* _Work instructions_: Could you please write out each line of the records exactly, minus the pictures?

════════

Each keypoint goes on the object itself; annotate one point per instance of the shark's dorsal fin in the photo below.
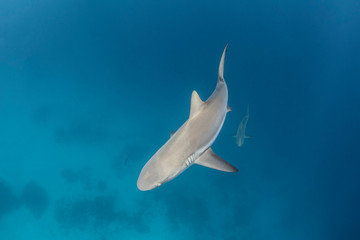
(211, 160)
(196, 103)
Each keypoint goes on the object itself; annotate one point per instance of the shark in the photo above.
(240, 134)
(191, 143)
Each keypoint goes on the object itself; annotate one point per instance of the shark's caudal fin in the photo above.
(221, 66)
(196, 103)
(211, 160)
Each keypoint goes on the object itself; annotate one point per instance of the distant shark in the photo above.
(191, 142)
(240, 134)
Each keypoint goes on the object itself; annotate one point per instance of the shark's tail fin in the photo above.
(221, 66)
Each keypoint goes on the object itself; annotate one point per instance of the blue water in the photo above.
(89, 90)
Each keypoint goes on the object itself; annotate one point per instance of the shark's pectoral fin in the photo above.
(196, 103)
(211, 160)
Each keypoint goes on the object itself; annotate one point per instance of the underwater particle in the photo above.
(35, 198)
(69, 175)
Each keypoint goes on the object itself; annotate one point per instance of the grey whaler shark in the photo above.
(240, 134)
(191, 142)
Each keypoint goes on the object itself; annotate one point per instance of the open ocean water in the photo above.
(90, 90)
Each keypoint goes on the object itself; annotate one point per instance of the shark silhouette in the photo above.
(192, 141)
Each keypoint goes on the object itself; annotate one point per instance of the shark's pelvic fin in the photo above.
(211, 160)
(229, 109)
(221, 66)
(196, 103)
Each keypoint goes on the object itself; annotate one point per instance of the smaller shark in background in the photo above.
(240, 134)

════════

* _Output of the exercise_:
Each keypoint goes on the object itself; annotate one point per instance of the shark's dorsal fin in the photo below.
(211, 160)
(196, 103)
Each keypoint goes on the object itself; annotate one point per instance of the shark in the photo above.
(240, 134)
(191, 143)
Each keypoint goes on the object itself; annotate one point per instance of the shark's caudal fin in the photo above.
(221, 66)
(196, 103)
(211, 160)
Each keypoint goes on the object itself; annotate one point per instance of the distant shark in the photo above.
(191, 142)
(240, 134)
Each keypoint goes on the object itself; annotate one point per instance of the shark's tail fin in the photo above.
(221, 66)
Each keypoint goes on the object itself; annotate one point per instance of the blue water in the photo above.
(89, 90)
Each keypoint goes on the object itself; annotate one point per instance of the shark's pectoral fin in the photo above.
(196, 103)
(211, 160)
Each keypoint goes on the object itself; annotate one point per instance of the underwater particle in the photo above.
(35, 198)
(69, 175)
Each keypoint goes on the object itself; annotate one point per instance of the grey whaler shark in the photo above.
(240, 134)
(191, 142)
Each keypoint goes on the object itself; annotate one point per instance of the open ocean water in the photo above.
(90, 90)
Each keypoint goes on the object itself; annotate one point per instance of the shark silhouette in the photo above.
(192, 141)
Each keypoint goes on the object itself; annotate one point per instance of the shark's pelvic fin in the photo above.
(211, 160)
(229, 109)
(221, 66)
(196, 103)
Each keypoint goes on the object itself; annotate one point per instance of the smaller shark in background in the photo above.
(240, 134)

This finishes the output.